[Begin Reading text]

REVIEWED -  BREAKFAST ON PLUTO Cillian Murphy is wonderful as an innocent abroad in Neil Jordan's funny and tender drama, writes Michael Dwyer

BREAKFAST on Pluto marks another rich, stimulating blending of Patrick McCabe's wonderfully weird and fertile imagination and Neil Jordan's rich cinematic flair after their fruitful collaboration on The Butcher Boy. At the heart of the new film is a quite extraordinary performance from the versatile and adventurous Cillian Murphy as one of life's pure innocents, Patrick Braden, who's plunged into a whirlwind of events that are, by turn, uproariously funny and dramatically jolting.

The unplanned offspring of a priest (Liam Neeson) and his housekeeper (Eva Birthistle), Patrick grows up during the 1960s in the fictional Irish border town of Tyreleen. To the exasperation of his adoptive mother (Ruth McCabe), he exhibits far more interest in wearing dresses and make-up than in football. In his teens Patrick adopts the name of Kitten and sets off on a quest for his birth mother. He finds an unlikely romantic protector in Billy Rock (Gavin Friday), leader of a glitter band, The Mohawks.

[End Reading text]
[Begin Entries shown]

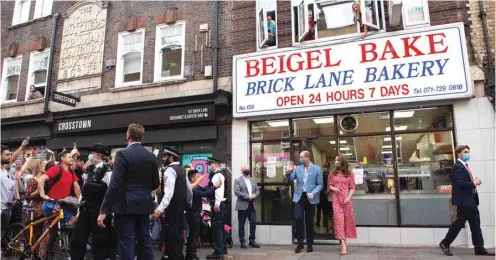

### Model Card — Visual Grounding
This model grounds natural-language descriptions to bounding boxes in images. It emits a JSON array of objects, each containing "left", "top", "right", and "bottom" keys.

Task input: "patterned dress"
[{"left": 328, "top": 172, "right": 357, "bottom": 240}]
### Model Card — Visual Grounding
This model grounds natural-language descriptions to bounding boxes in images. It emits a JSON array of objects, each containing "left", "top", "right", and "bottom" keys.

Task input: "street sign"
[{"left": 52, "top": 91, "right": 80, "bottom": 107}]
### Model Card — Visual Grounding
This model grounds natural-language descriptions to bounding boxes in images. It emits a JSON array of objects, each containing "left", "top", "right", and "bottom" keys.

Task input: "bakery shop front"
[{"left": 232, "top": 24, "right": 473, "bottom": 244}]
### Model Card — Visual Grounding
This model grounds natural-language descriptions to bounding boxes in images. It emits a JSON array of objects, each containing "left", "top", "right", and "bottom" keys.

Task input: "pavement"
[{"left": 169, "top": 245, "right": 495, "bottom": 260}]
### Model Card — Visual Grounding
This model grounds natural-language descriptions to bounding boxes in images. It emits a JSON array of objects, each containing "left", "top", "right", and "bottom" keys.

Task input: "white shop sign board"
[{"left": 233, "top": 23, "right": 472, "bottom": 118}]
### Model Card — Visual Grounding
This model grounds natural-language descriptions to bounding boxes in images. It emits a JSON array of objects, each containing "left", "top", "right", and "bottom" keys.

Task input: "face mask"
[{"left": 88, "top": 154, "right": 95, "bottom": 164}]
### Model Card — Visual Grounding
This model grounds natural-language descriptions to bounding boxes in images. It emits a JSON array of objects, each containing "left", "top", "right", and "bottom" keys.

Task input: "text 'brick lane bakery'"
[{"left": 232, "top": 23, "right": 473, "bottom": 244}]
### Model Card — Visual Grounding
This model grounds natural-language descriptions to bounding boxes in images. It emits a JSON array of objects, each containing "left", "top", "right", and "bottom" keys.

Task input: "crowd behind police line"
[{"left": 0, "top": 124, "right": 494, "bottom": 260}]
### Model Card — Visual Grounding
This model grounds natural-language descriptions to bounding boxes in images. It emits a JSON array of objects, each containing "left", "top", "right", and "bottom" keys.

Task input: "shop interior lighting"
[
  {"left": 313, "top": 117, "right": 334, "bottom": 125},
  {"left": 267, "top": 120, "right": 289, "bottom": 127},
  {"left": 384, "top": 136, "right": 403, "bottom": 142},
  {"left": 386, "top": 125, "right": 408, "bottom": 132}
]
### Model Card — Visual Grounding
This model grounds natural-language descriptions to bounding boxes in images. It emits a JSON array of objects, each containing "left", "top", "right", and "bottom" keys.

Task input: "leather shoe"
[
  {"left": 439, "top": 243, "right": 453, "bottom": 256},
  {"left": 250, "top": 242, "right": 260, "bottom": 248},
  {"left": 475, "top": 250, "right": 494, "bottom": 256}
]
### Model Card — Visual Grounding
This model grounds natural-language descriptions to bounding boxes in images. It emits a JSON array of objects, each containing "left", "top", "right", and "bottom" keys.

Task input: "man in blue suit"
[
  {"left": 439, "top": 145, "right": 494, "bottom": 256},
  {"left": 97, "top": 124, "right": 160, "bottom": 260},
  {"left": 286, "top": 151, "right": 323, "bottom": 253}
]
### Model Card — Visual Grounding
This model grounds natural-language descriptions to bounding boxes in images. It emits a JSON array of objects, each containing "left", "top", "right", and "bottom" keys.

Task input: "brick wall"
[{"left": 1, "top": 1, "right": 234, "bottom": 118}]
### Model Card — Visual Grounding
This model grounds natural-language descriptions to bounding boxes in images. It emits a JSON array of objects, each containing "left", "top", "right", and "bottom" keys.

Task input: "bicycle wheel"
[
  {"left": 52, "top": 230, "right": 71, "bottom": 260},
  {"left": 1, "top": 223, "right": 28, "bottom": 258}
]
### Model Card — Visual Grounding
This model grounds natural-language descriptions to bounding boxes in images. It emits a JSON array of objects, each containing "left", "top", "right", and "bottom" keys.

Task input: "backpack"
[{"left": 45, "top": 166, "right": 74, "bottom": 195}]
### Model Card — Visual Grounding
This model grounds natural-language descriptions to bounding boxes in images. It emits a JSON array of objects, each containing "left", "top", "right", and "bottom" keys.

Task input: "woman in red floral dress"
[{"left": 328, "top": 154, "right": 357, "bottom": 255}]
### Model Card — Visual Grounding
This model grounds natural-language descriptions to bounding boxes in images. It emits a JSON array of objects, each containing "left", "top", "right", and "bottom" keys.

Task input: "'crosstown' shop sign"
[{"left": 233, "top": 23, "right": 472, "bottom": 117}]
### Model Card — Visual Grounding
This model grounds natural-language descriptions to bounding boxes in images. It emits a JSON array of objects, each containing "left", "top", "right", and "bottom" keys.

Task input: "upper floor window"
[
  {"left": 402, "top": 0, "right": 431, "bottom": 29},
  {"left": 257, "top": 0, "right": 277, "bottom": 49},
  {"left": 115, "top": 29, "right": 145, "bottom": 87},
  {"left": 292, "top": 0, "right": 386, "bottom": 42},
  {"left": 33, "top": 0, "right": 53, "bottom": 19},
  {"left": 155, "top": 22, "right": 186, "bottom": 81},
  {"left": 12, "top": 0, "right": 31, "bottom": 25},
  {"left": 26, "top": 49, "right": 50, "bottom": 100},
  {"left": 2, "top": 56, "right": 22, "bottom": 102}
]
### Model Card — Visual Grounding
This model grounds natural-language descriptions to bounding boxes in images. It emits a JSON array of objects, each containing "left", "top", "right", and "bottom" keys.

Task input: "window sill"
[
  {"left": 2, "top": 98, "right": 45, "bottom": 108},
  {"left": 7, "top": 15, "right": 52, "bottom": 30},
  {"left": 109, "top": 79, "right": 186, "bottom": 92}
]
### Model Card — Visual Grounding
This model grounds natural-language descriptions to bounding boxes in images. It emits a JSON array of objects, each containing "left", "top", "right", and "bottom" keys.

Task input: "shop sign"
[
  {"left": 54, "top": 104, "right": 215, "bottom": 133},
  {"left": 233, "top": 23, "right": 472, "bottom": 117},
  {"left": 52, "top": 91, "right": 80, "bottom": 107}
]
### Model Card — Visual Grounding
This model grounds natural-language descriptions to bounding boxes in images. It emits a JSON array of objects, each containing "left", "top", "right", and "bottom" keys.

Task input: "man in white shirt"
[
  {"left": 151, "top": 147, "right": 193, "bottom": 260},
  {"left": 207, "top": 157, "right": 227, "bottom": 259},
  {"left": 234, "top": 165, "right": 260, "bottom": 248}
]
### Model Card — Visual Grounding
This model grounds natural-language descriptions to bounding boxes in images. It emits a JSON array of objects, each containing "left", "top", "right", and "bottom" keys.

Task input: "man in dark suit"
[
  {"left": 97, "top": 124, "right": 160, "bottom": 260},
  {"left": 439, "top": 145, "right": 494, "bottom": 256}
]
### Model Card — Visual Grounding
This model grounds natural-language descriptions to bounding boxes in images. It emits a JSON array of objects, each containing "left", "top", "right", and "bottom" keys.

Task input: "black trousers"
[
  {"left": 295, "top": 192, "right": 315, "bottom": 245},
  {"left": 165, "top": 214, "right": 184, "bottom": 260},
  {"left": 441, "top": 206, "right": 485, "bottom": 252},
  {"left": 186, "top": 211, "right": 201, "bottom": 260},
  {"left": 70, "top": 207, "right": 117, "bottom": 260}
]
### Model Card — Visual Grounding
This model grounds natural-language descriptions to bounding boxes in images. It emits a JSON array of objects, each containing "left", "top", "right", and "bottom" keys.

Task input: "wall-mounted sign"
[
  {"left": 233, "top": 23, "right": 472, "bottom": 118},
  {"left": 58, "top": 1, "right": 107, "bottom": 80},
  {"left": 54, "top": 103, "right": 215, "bottom": 133},
  {"left": 52, "top": 91, "right": 80, "bottom": 107}
]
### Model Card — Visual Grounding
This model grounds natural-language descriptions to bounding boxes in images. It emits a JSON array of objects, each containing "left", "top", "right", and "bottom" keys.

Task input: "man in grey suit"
[{"left": 234, "top": 166, "right": 260, "bottom": 248}]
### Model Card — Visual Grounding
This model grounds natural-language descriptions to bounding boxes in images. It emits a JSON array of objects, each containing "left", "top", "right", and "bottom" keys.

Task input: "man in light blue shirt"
[
  {"left": 286, "top": 151, "right": 323, "bottom": 253},
  {"left": 266, "top": 15, "right": 277, "bottom": 46}
]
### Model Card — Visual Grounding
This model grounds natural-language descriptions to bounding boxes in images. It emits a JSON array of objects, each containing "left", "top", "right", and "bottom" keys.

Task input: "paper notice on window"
[
  {"left": 267, "top": 157, "right": 277, "bottom": 178},
  {"left": 353, "top": 169, "right": 363, "bottom": 185}
]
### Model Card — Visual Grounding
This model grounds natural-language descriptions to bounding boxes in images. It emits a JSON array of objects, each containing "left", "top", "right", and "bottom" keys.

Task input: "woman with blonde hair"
[{"left": 328, "top": 154, "right": 357, "bottom": 255}]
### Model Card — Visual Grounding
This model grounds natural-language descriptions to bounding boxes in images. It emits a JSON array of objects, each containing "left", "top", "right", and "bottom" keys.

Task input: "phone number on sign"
[{"left": 413, "top": 84, "right": 463, "bottom": 95}]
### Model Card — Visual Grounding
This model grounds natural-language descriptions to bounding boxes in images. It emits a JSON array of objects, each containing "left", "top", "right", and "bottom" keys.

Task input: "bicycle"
[{"left": 1, "top": 201, "right": 71, "bottom": 260}]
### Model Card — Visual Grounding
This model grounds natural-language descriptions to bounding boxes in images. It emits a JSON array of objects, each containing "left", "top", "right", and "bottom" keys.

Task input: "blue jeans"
[
  {"left": 211, "top": 202, "right": 227, "bottom": 256},
  {"left": 114, "top": 214, "right": 153, "bottom": 260},
  {"left": 238, "top": 201, "right": 257, "bottom": 243},
  {"left": 42, "top": 201, "right": 74, "bottom": 223}
]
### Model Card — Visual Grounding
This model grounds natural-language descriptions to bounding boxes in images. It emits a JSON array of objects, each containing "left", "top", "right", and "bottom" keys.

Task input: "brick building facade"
[{"left": 1, "top": 0, "right": 232, "bottom": 165}]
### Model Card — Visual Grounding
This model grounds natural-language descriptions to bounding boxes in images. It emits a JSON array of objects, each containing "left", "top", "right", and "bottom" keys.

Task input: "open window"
[
  {"left": 293, "top": 0, "right": 386, "bottom": 43},
  {"left": 2, "top": 56, "right": 22, "bottom": 103},
  {"left": 155, "top": 22, "right": 186, "bottom": 81},
  {"left": 26, "top": 49, "right": 50, "bottom": 100},
  {"left": 402, "top": 0, "right": 431, "bottom": 29},
  {"left": 256, "top": 0, "right": 277, "bottom": 50},
  {"left": 115, "top": 29, "right": 145, "bottom": 87}
]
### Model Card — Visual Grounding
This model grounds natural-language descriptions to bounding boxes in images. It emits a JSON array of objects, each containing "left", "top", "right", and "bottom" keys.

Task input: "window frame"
[
  {"left": 115, "top": 28, "right": 145, "bottom": 88},
  {"left": 255, "top": 0, "right": 279, "bottom": 51},
  {"left": 154, "top": 20, "right": 186, "bottom": 82},
  {"left": 248, "top": 105, "right": 457, "bottom": 228},
  {"left": 12, "top": 0, "right": 31, "bottom": 26},
  {"left": 291, "top": 0, "right": 387, "bottom": 46},
  {"left": 24, "top": 49, "right": 50, "bottom": 100},
  {"left": 0, "top": 55, "right": 22, "bottom": 104},
  {"left": 401, "top": 0, "right": 431, "bottom": 29},
  {"left": 33, "top": 0, "right": 53, "bottom": 19}
]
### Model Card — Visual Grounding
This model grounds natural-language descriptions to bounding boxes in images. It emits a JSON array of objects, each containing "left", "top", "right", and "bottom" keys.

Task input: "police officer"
[
  {"left": 207, "top": 157, "right": 227, "bottom": 259},
  {"left": 70, "top": 143, "right": 117, "bottom": 260},
  {"left": 152, "top": 147, "right": 193, "bottom": 260}
]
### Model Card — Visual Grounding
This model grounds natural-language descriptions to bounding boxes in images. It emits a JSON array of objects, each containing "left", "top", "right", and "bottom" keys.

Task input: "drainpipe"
[
  {"left": 212, "top": 0, "right": 219, "bottom": 92},
  {"left": 479, "top": 0, "right": 495, "bottom": 107},
  {"left": 43, "top": 13, "right": 60, "bottom": 115}
]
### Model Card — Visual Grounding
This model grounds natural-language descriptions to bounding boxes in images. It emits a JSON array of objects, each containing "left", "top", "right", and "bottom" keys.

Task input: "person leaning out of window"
[
  {"left": 328, "top": 154, "right": 357, "bottom": 255},
  {"left": 28, "top": 85, "right": 43, "bottom": 100}
]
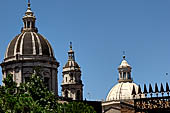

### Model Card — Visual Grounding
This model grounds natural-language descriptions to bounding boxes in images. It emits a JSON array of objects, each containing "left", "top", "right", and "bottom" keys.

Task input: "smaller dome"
[
  {"left": 119, "top": 59, "right": 130, "bottom": 68},
  {"left": 106, "top": 82, "right": 139, "bottom": 101},
  {"left": 63, "top": 60, "right": 80, "bottom": 68}
]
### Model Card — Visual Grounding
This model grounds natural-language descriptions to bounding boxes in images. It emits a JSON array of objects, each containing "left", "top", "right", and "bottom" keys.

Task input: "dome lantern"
[{"left": 21, "top": 0, "right": 38, "bottom": 32}]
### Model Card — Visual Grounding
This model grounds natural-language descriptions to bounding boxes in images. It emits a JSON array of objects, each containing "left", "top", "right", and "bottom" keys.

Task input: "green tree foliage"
[{"left": 0, "top": 71, "right": 96, "bottom": 113}]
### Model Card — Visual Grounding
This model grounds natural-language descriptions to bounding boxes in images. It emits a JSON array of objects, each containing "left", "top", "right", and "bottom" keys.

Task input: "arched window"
[
  {"left": 44, "top": 77, "right": 49, "bottom": 89},
  {"left": 76, "top": 90, "right": 80, "bottom": 100}
]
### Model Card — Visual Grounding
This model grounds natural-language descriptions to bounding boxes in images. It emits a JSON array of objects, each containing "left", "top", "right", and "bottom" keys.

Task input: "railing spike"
[
  {"left": 149, "top": 84, "right": 153, "bottom": 97},
  {"left": 138, "top": 85, "right": 142, "bottom": 94},
  {"left": 160, "top": 83, "right": 164, "bottom": 96},
  {"left": 155, "top": 83, "right": 159, "bottom": 97},
  {"left": 166, "top": 82, "right": 169, "bottom": 92},
  {"left": 160, "top": 83, "right": 164, "bottom": 93},
  {"left": 149, "top": 84, "right": 153, "bottom": 93},
  {"left": 155, "top": 83, "right": 159, "bottom": 93},
  {"left": 143, "top": 84, "right": 148, "bottom": 93}
]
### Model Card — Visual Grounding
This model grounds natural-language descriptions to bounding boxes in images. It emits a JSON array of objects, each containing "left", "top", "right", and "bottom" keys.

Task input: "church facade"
[{"left": 1, "top": 3, "right": 154, "bottom": 113}]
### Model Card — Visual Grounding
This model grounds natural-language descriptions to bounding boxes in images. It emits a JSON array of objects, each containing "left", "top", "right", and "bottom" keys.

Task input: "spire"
[
  {"left": 68, "top": 42, "right": 75, "bottom": 61},
  {"left": 28, "top": 0, "right": 31, "bottom": 10},
  {"left": 123, "top": 51, "right": 126, "bottom": 60},
  {"left": 21, "top": 0, "right": 38, "bottom": 32},
  {"left": 118, "top": 52, "right": 133, "bottom": 82}
]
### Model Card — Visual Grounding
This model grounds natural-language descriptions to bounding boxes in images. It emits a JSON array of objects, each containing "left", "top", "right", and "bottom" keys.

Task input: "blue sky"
[{"left": 0, "top": 0, "right": 170, "bottom": 100}]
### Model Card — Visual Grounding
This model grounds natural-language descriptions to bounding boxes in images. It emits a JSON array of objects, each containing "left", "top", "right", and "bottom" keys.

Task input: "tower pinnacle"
[{"left": 68, "top": 42, "right": 75, "bottom": 61}]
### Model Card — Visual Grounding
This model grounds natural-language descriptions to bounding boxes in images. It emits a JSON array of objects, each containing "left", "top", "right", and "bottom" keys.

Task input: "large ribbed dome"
[{"left": 5, "top": 32, "right": 54, "bottom": 59}]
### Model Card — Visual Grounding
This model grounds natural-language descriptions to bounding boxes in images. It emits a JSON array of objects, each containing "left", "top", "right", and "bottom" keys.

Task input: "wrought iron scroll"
[{"left": 132, "top": 83, "right": 170, "bottom": 113}]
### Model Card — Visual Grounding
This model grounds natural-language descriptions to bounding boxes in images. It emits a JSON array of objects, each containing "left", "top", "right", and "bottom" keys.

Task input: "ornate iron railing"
[{"left": 132, "top": 83, "right": 170, "bottom": 113}]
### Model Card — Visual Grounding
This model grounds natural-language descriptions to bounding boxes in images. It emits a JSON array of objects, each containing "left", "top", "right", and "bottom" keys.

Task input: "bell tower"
[
  {"left": 61, "top": 42, "right": 83, "bottom": 100},
  {"left": 118, "top": 56, "right": 133, "bottom": 82}
]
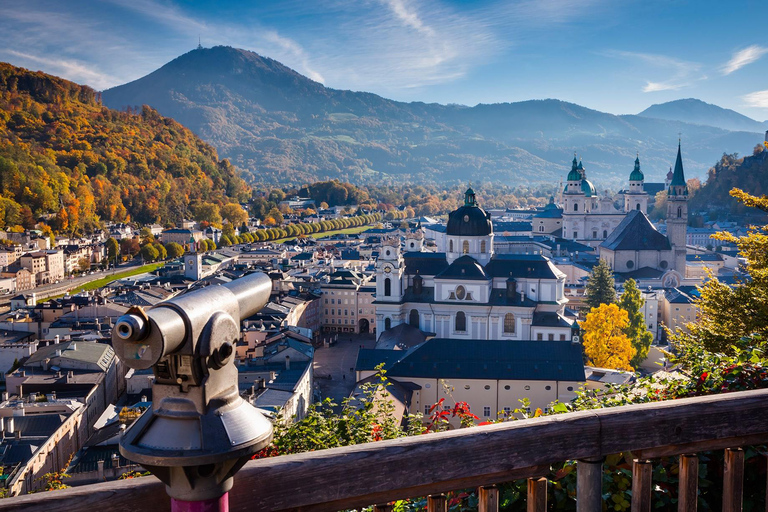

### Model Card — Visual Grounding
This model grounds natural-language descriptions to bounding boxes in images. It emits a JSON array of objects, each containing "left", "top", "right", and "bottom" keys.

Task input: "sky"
[{"left": 0, "top": 0, "right": 768, "bottom": 121}]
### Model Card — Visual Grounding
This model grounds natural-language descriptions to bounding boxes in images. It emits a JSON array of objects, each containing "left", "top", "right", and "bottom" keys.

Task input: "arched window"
[
  {"left": 408, "top": 309, "right": 419, "bottom": 329},
  {"left": 504, "top": 313, "right": 515, "bottom": 334},
  {"left": 453, "top": 311, "right": 467, "bottom": 332}
]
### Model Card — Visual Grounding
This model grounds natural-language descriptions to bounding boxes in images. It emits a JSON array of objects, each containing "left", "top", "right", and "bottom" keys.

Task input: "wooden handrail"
[{"left": 6, "top": 390, "right": 768, "bottom": 512}]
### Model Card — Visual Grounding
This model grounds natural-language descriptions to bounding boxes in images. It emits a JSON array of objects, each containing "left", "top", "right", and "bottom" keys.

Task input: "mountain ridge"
[
  {"left": 638, "top": 98, "right": 768, "bottom": 132},
  {"left": 102, "top": 46, "right": 758, "bottom": 187}
]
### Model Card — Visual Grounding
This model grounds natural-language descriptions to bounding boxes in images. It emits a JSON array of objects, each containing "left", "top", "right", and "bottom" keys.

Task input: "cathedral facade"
[
  {"left": 375, "top": 188, "right": 575, "bottom": 341},
  {"left": 562, "top": 156, "right": 648, "bottom": 247}
]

[End Entries shown]

**Short task A:**
In the film review, rewrite everything from "The unplanned offspring" down to "band, The Mohawks.", replacing "football" with "hurling".
**Short task B:**
Answer these questions about the film review:
(i) With whom did Neil Jordan collaborate on The Butcher Boy?
(ii) Which actor plays the priest who is Patrick's father?
(iii) What name does Patrick adopt in his teens?

**Written answer A:**
The unplanned offspring of a priest (Liam Neeson) and his housekeeper (Eva Birthistle), Patrick grows up during the 1960s in the fictional Irish border town of Tyreleen. To the exasperation of his adoptive mother (Ruth McCabe), he exhibits far more interest in wearing dresses and make-up than in hurling. In his teens Patrick adopts the name of Kitten and sets off on a quest for his birth mother. He finds an unlikely romantic protector in Billy Rock (Gavin Friday), leader of a glitter band, The Mohawks.

**Written answer B:**
(i) Patrick McCabe
(ii) Liam Neeson
(iii) Kitten